*** Block opens ***

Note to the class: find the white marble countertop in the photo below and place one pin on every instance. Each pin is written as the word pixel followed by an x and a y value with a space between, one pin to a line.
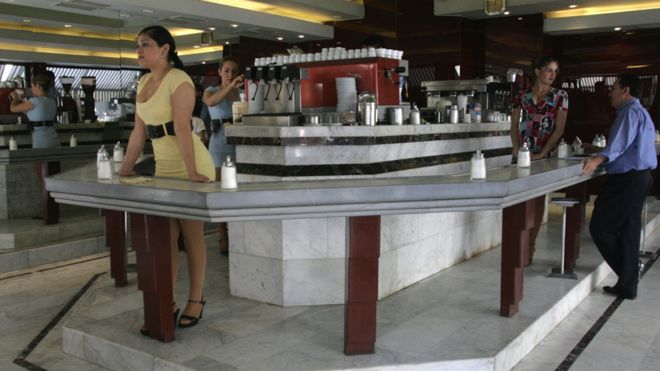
pixel 359 131
pixel 503 187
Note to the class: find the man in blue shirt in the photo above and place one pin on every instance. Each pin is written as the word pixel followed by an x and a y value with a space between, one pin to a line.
pixel 628 158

*** Block closes ***

**Work instructions:**
Every record is to be reproduced exactly, with no pictures included.

**Written answer:**
Note to the class: find the white marble countertop in the photo below and place one pin on every instance. Each pin is written as the word pixel followed by an x and a y value with a space between, one pin to a line.
pixel 359 131
pixel 503 187
Note to the class: find the man in blue shirt in the photo above and place one pin on every instance. Each pin is written as the word pixel followed by an x and a y value with a space between, one pin to a line.
pixel 628 158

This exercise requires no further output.